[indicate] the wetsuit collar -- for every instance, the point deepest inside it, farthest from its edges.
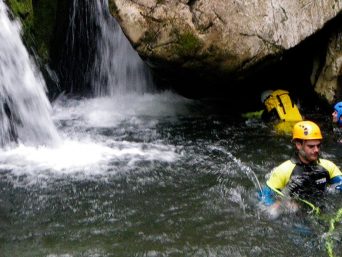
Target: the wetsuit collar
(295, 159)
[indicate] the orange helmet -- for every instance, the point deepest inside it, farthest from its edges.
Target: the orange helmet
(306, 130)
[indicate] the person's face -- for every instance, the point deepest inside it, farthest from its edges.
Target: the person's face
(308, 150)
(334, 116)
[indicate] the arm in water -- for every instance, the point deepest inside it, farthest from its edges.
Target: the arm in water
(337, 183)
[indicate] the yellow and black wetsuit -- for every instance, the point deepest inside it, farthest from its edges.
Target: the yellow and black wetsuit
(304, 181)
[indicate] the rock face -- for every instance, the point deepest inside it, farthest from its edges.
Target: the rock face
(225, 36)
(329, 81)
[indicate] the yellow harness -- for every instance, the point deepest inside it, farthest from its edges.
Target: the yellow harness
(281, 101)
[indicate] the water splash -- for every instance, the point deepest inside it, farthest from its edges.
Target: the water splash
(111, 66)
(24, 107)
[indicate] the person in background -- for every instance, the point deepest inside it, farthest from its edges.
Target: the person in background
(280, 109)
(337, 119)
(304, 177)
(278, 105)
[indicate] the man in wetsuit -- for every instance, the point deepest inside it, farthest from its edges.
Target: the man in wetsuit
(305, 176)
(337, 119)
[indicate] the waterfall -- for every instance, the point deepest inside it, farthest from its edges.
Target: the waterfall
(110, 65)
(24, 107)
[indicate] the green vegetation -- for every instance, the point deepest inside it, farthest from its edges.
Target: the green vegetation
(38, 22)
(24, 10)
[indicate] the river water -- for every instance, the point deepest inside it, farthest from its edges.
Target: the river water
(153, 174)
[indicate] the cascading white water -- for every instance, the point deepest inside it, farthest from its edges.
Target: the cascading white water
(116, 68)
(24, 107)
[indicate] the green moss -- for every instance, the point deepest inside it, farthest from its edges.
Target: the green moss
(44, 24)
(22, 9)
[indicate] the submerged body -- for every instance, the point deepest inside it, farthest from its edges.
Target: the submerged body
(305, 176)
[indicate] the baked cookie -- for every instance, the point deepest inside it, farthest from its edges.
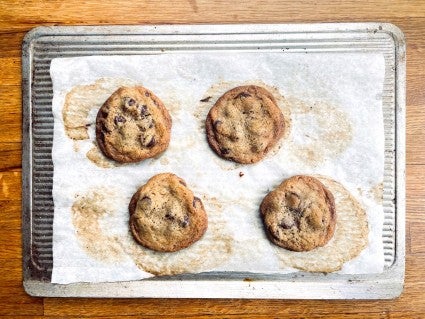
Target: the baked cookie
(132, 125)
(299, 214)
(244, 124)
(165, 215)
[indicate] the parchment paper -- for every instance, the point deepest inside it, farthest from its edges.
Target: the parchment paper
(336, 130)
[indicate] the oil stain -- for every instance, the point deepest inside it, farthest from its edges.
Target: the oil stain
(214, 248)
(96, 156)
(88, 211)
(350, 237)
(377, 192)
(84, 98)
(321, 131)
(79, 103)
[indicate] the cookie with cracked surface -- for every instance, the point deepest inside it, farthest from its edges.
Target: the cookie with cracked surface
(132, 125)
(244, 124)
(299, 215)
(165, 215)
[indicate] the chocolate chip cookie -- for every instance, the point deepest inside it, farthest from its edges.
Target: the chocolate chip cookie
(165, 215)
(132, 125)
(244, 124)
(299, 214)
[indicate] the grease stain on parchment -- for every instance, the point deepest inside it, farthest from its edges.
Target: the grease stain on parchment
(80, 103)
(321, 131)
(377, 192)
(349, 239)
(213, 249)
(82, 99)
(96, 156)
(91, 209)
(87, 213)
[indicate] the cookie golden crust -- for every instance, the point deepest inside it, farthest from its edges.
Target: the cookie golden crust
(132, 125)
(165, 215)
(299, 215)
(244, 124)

### Activity
In the copy, include no pictures; restate the listing above exactly.

### Your solution
[indicate] the wetsuit collar -- for every instance, the point deepest inside it, farthest from its edges.
Target: the wetsuit collar
(295, 159)
[indicate] the orange helmet -- for every instance, the point deepest inside it, farthest from its edges.
Target: the orange helmet
(306, 130)
[indicate] the person's face -- for every instance, the point deepest inside it, farthest from its edges.
Target: the person's face
(308, 150)
(334, 116)
[indicate] the arm in water -- for every instance, the point deepest inside it, farthest from its edges.
Target: the arm in water
(337, 183)
[indicate] the yellow and black wetsuit -- for every instance, the point deepest inside it, farthest from its edges.
Target: the yellow and black wetsuit
(304, 181)
[indicate] the rock face -- for every instance, the point deepest inside it, farthest from its edges.
Target: the rock face
(225, 36)
(329, 81)
[indicate] the yellow harness -- for every instance, the point deepest inside it, farthest from its edges.
Target: the yellow harness
(281, 101)
[indicate] the water splash -- for every instance, the point deepest inside it, farthest from its edges.
Target: the water splash
(111, 66)
(24, 107)
[indicate] the person in background -- for every instance, the point deepest inside it, farthest from its edges.
Target: the person in background
(280, 109)
(337, 119)
(304, 177)
(278, 105)
[indicate] the man in wetsuit -- for every instance, the point deepest inside it, farthest from its edges.
Target: the man in wetsuit
(305, 176)
(337, 119)
[indicate] the waterfall -- for every instance, the point deepest inside it, farthest from its edges.
Target: the waterfall
(110, 65)
(24, 107)
[indicate] the green vegetation -- for every instance, the point deepest inside it, farthest from its edges.
Target: the green vegetation
(38, 22)
(24, 10)
[indicate] the river water -- for every instance, the point deepest inside it, farthest from its edges.
Target: the river water
(153, 174)
[indicate] the cascading white water -- for every instance, the point deepest inside it, farthest from its edges.
Target: the cascading white water
(116, 68)
(24, 107)
[indicate] the green moss -- for every instance, the point deepest inside it, farthest from its edges.
Target: the green moss
(44, 24)
(22, 9)
[indicate] the submerged body -- for every instance, the point deepest inside it, farthest from its edges.
Target: the submerged body
(305, 176)
[indicate] the baked cookie -- for every instance, the point deepest inside it, farthest from its edges.
Target: the baked cookie
(132, 125)
(299, 214)
(244, 124)
(165, 215)
[indicate] the parchment paper -- for every instance, the point deepest inside it, farthest from its edges.
Target: the parchment paper
(336, 130)
[indicate] the oil stain -- for every instance, the point deepest inside it, farthest from its edges.
Target: the oil stain
(214, 248)
(96, 156)
(88, 211)
(350, 237)
(377, 192)
(84, 98)
(321, 131)
(79, 103)
[indicate] the cookie with cracked surface -- for every instance, the point deepest inside it, farthest from its edges.
Target: the cookie with cracked surface
(132, 125)
(244, 124)
(299, 215)
(165, 215)
[indicate] the chocolate chip cookie -- for every instance, the point deepest inside it, farthest from its edges.
Target: the chocolate chip cookie
(165, 215)
(132, 125)
(244, 124)
(299, 214)
[indicate] the grease stain on parchment -- for every instance, the point deepest inside it, farthest from its edges.
Target: the grease stain on parchment
(80, 103)
(321, 131)
(377, 192)
(349, 239)
(213, 249)
(82, 99)
(96, 156)
(91, 209)
(87, 213)
[indicate] the cookie golden crust -- for every instance, the point deepest inside it, farthest from its edges.
Target: the cookie golden crust
(132, 125)
(165, 215)
(299, 215)
(244, 124)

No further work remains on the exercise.